*** Opening Page excerpt ***

Two weeks after this riot came Kristallnacht and the stories of synagogues burning as German firemen stood by doing nothing. Tens of thousands of Jewish men were rounded up and taken away. With that news, the last dribble of sympathy for the Nazis in Newark dried up.
That was the last gasp for the Nazis in Newark. Soon thereafter, the Minutemen’s services would seldom be needed. The leaders of the Bund returned to New York City for one last major rally (see chapter 27), but it was over in New Jersey. The feds raided Camp Nordland and found evidence of “espionage and weapons violations.” And, as we’ll see, the Bund leaders began to have legal woes of their own.
Even in Irvington, long considered a Nazi stronghold, praising Hitler became taboo. Of course, feelings hadn’t really changed, but right-wing kooks learned to keep their opinions to themselves.
The Bund no longer functioned in New Jersey, but anti-Semitism, minus the Hitler-esque regalia, still existed in Newark. Just as Judge Perlman had wished, they’d learned that being a Nazi could be dangerous.
The Jewish war funded by Longie Zwillman and run by Nat Arno had one more moment in the sun. It was the autumn of 1940, and there was trouble outside a tiny synagogue on Clinton Place in the Weequahic section. Sacred scrolls were being solemnly transported to a new space, in a slow parade that attracted anti-Semitic hecklers. The rabbi paid no attention, which encouraged the ruffians to goosestep alongside him.
True or not, rumors had spread that the harassing crew was part of Father Coughlin’s Christian Front and that its members were running a printing press and distributing hateful leaflets out of a building just around the corner from the synagogue.
And that synagogue was where Longie Zwillman’s mom attended services.
“Abner, those nasty anti-Semites are back. They are bothering the rabbi,” she said to Longie.
“Mama, don’t worry about it. They will be taken care of.”
Zwillman called Arno. “Put an end to it,” Zwillman said.
“My pleasure, Boss,” Arno replied with a big smile. It felt good to be back in action.
And so the Minutemen came out of semiretirement. A bit of pre-attack surveillance revealed that the anti-Semites hung out in the same garage where the printing press was reportedly stored.
There were about a dozen anti-Semites hanging out when the Minutemen burst through the door with Louisville Sluggers ready to smash. Marty Cohen had customized his bat so that there was a rusty nail sticking out of the business end.
“Bust their heads and give ’em lockjaw at the same time,” Cohen had said with a laugh.
The anti-Semites took the worst of it—about half of them would require hospitalization, most with head injuries, one with a shattered elbow—and all but one of the Minutemen escaped before the police arrived.
Unfortunately, when they regrouped, the Minutemen realized that Mohawk Skuratovsky had gone into the garage but hadn’t made it out. He’d been laid out by friendly fire, judging from the nature of the wound, most likely by Cohen’s customized baseball bat, and he was one of the unconscious taken away by ambulance. Mohawk was handcuffed even though unconscious, so he wouldn’t be able to start swinging if he woke up in the ambulance. He didn’t wake up, however. He was rushed to an operating room, and the initial attempt to fix him was botched—he was patched up with a piece of gauze still inside his skull.
When Longie Zwillman learned of Mohawk’s injury and the poor treatment he’d received in the hospital, he visited him and made a couple of strained turban jokes because of the huge bandage on Mohawk’s head. Mohawk’s wife was there. The doctors had told her he probably wasn’t going to make it. Longie saw to it that Mohawk was transferred to another hospital and called in a head-injury specialist from Chicago to take charge of Mohawk’s care. The expert opened Mohawk’s noggin back up, removed the gauze, inserted a steel plate, and although he was in bed for many months, Mohawk Skuratovsky returned to bookmaking.

*** Closing Page excerpt ***
*** Opening Provided material ***

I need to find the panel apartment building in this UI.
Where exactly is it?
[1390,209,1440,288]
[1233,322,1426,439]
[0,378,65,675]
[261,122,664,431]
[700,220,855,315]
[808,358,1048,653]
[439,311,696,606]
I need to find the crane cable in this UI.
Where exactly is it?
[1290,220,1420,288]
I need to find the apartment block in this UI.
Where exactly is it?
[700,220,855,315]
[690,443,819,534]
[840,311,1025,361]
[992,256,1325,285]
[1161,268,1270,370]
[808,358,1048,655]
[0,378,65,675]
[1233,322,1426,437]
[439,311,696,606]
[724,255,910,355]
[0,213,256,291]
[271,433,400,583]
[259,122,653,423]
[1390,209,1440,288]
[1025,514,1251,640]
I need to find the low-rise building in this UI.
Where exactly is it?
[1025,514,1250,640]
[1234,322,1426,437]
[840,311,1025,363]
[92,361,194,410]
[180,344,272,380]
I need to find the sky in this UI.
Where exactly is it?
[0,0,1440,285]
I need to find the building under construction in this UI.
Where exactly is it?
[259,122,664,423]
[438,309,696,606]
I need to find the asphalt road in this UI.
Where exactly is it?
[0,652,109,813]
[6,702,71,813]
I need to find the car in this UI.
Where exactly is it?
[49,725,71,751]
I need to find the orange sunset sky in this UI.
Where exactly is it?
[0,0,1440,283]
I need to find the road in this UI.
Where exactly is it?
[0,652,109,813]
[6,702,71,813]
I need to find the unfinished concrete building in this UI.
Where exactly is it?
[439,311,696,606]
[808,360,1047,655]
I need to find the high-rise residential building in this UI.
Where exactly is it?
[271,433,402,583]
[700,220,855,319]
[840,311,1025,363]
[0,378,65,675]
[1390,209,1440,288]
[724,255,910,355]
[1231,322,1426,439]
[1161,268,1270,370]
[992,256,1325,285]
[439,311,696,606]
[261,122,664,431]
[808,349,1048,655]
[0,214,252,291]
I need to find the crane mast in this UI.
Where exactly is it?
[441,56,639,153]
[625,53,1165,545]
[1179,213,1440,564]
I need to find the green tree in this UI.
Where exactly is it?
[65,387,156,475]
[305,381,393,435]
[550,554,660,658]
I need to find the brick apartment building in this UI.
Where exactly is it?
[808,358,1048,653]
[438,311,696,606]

*** Closing Provided material ***

**What this task involves**
Edit the stretch of the Newark Minutemen excerpt from "And that synagogue" through "with a laugh.", changing "Louisville Sluggers" to "baseball bats". Nothing in this data matters here.

**Solved problem**
And that synagogue was where Longie Zwillman’s mom attended services.
“Abner, those nasty anti-Semites are back. They are bothering the rabbi,” she said to Longie.
“Mama, don’t worry about it. They will be taken care of.”
Zwillman called Arno. “Put an end to it,” Zwillman said.
“My pleasure, Boss,” Arno replied with a big smile. It felt good to be back in action.
And so the Minutemen came out of semiretirement. A bit of pre-attack surveillance revealed that the anti-Semites hung out in the same garage where the printing press was reportedly stored.
There were about a dozen anti-Semites hanging out when the Minutemen burst through the door with baseball bats ready to smash. Marty Cohen had customized his bat so that there was a rusty nail sticking out of the business end.
“Bust their heads and give ’em lockjaw at the same time,” Cohen had said with a laugh.